Return every line below as is, leaving out the pictures.
─── Task input
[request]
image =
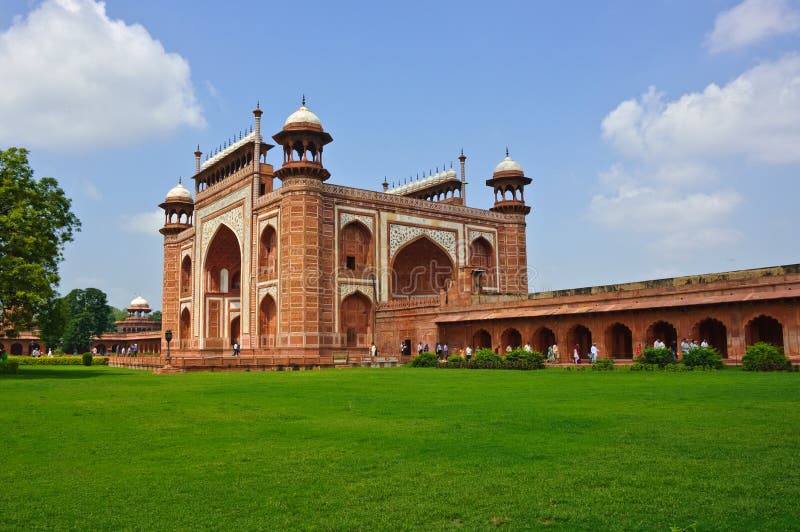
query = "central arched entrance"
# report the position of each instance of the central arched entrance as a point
(421, 268)
(664, 331)
(619, 341)
(714, 332)
(355, 320)
(482, 339)
(510, 338)
(764, 329)
(222, 272)
(582, 336)
(543, 338)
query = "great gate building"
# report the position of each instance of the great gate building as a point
(299, 271)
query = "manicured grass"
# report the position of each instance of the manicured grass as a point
(101, 448)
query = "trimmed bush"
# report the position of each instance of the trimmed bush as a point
(765, 357)
(425, 359)
(486, 359)
(698, 357)
(521, 359)
(603, 364)
(67, 360)
(9, 366)
(658, 356)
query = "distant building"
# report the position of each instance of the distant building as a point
(299, 271)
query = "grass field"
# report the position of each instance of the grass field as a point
(106, 448)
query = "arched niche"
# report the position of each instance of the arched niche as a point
(268, 254)
(764, 329)
(481, 258)
(420, 268)
(267, 321)
(356, 257)
(619, 341)
(186, 276)
(355, 320)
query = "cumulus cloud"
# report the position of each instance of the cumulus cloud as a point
(72, 78)
(756, 115)
(147, 223)
(750, 22)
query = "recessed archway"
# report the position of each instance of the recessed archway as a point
(482, 339)
(664, 331)
(481, 257)
(543, 338)
(619, 341)
(356, 257)
(267, 322)
(714, 333)
(764, 329)
(581, 336)
(510, 338)
(421, 268)
(355, 319)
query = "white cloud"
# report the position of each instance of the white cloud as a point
(73, 78)
(756, 115)
(147, 223)
(750, 22)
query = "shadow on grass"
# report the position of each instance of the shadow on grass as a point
(54, 372)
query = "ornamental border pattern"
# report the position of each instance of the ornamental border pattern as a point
(401, 234)
(347, 217)
(485, 234)
(346, 289)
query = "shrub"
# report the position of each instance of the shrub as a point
(659, 356)
(521, 359)
(702, 357)
(603, 364)
(425, 359)
(765, 357)
(9, 366)
(487, 359)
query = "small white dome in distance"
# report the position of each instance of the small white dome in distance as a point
(302, 115)
(139, 301)
(179, 192)
(508, 164)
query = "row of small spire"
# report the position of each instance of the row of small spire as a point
(228, 142)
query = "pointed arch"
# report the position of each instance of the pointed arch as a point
(355, 320)
(420, 267)
(714, 332)
(764, 328)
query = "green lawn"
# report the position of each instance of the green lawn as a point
(105, 448)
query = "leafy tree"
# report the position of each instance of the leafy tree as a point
(87, 316)
(35, 224)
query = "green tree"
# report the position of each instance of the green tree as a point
(88, 315)
(35, 224)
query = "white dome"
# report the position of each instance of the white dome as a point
(302, 115)
(139, 301)
(508, 164)
(179, 192)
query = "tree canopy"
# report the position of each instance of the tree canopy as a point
(88, 315)
(35, 224)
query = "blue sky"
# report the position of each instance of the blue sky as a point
(663, 137)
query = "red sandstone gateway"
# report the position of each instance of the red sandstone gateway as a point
(310, 274)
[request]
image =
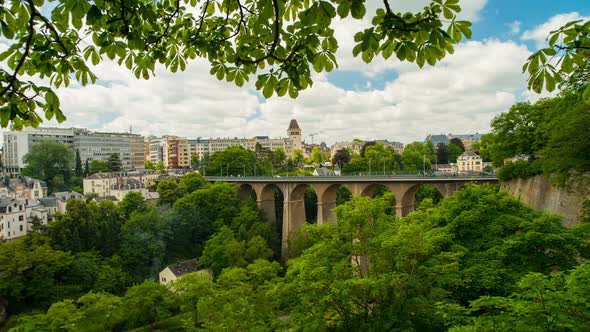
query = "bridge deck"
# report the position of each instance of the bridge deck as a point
(349, 179)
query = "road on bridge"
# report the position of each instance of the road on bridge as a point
(352, 178)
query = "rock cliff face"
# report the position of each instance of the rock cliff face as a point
(537, 192)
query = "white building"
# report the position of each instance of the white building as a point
(18, 143)
(100, 146)
(292, 142)
(92, 146)
(13, 218)
(469, 162)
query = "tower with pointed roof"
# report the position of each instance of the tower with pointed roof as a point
(294, 134)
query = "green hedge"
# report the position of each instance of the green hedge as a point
(520, 170)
──────
Response.
[request]
image =
query = "central arched entrance"
# report the position of each instance of the central arched entrance as a point
(421, 268)
(664, 331)
(619, 341)
(714, 332)
(355, 320)
(482, 339)
(510, 338)
(764, 329)
(222, 272)
(582, 336)
(543, 338)
query = "great gate building"
# report the position of each instance of the great gate building as a point
(299, 271)
query = "manicured grass"
# report the position of each instance of the manicured grass as a point
(101, 448)
query = "trimmed bush"
# report the position of each instance of the trimmed bush as a point
(765, 357)
(425, 359)
(486, 359)
(698, 357)
(521, 359)
(603, 364)
(67, 360)
(9, 366)
(658, 356)
query = "distant building"
# report the position of each instance of the distant building as a point
(299, 271)
query = "grass field"
# report the position of each instance of the grass field as a point
(106, 448)
query = "arched niche"
# report the position of each instance of the arched niche as a point
(268, 254)
(764, 329)
(481, 258)
(420, 268)
(267, 321)
(356, 257)
(619, 341)
(186, 276)
(355, 320)
query = "cumulus cloud"
# report the position of each instance of the cumulus cloud as a point
(72, 78)
(756, 115)
(147, 223)
(750, 22)
query = "recessed archway"
# report the position of each instance of the recessed archway as a point
(482, 339)
(664, 331)
(481, 257)
(543, 338)
(619, 341)
(356, 257)
(267, 322)
(714, 333)
(764, 329)
(581, 336)
(510, 338)
(421, 268)
(355, 319)
query = "white cloud"
# report the position of each instance of the white cloud as a point
(73, 78)
(756, 115)
(147, 223)
(750, 22)
query = "shadow on grass"
# report the position of each instance of the shadow on grass as a point
(54, 372)
query = "ornamental border pattern"
# report the position of each instance of the ornamental border pattern as a point
(401, 234)
(347, 217)
(485, 234)
(346, 289)
query = "shrub"
# report the position of each instance of the shrub as a point
(659, 356)
(521, 359)
(702, 357)
(603, 364)
(425, 359)
(765, 357)
(9, 366)
(487, 359)
query = "small white dome in distance"
# report the position of each instance of the small white dome in distance as a point
(302, 115)
(139, 301)
(179, 192)
(508, 164)
query = "row of small spire"
# report the position of each instance of the row of small spire as a point
(228, 142)
query = "pointed arch"
# report the position of each instance of the pointed arch as a point
(355, 320)
(420, 267)
(714, 332)
(764, 328)
query = "green lawn"
# report the position of each instance of the green lawn as a point
(105, 448)
query = "leafy tree"
# report the position of each instance of the leafy tree as a point
(87, 316)
(35, 224)
query = "green tree"
# report the position of each instance of the green tree as a point
(88, 315)
(35, 224)
query = "white dome"
# report the position of each instance of the white dome as a point
(302, 115)
(139, 301)
(508, 164)
(179, 192)
query = "tree canopy"
# report the position of each instance of the tree canopy as a point
(88, 315)
(35, 224)
query = "blue sky"
# report the position of each instance of the blue sky as a point
(663, 137)
query = "red sandstone gateway"
# report the position of each instance of the red sandstone gateway as a point
(310, 274)
[request]
image =
query = "bridge deck"
# report the position of each instance of the bridge deck as a point
(349, 179)
query = "road on bridge"
# report the position of each instance of the road on bridge as a point
(352, 178)
query = "rock cliff face"
# report the position of each instance of the rock cliff face as a point
(537, 192)
query = "white building"
# report the position of each instance of the white building as a point
(18, 143)
(100, 146)
(292, 142)
(92, 146)
(13, 218)
(469, 162)
query = "tower with pointed roof"
# report the position of each instance of the tower with pointed roof as a point
(294, 134)
query = "green hedge"
# report the position of each instance of the green hedge as a point
(520, 170)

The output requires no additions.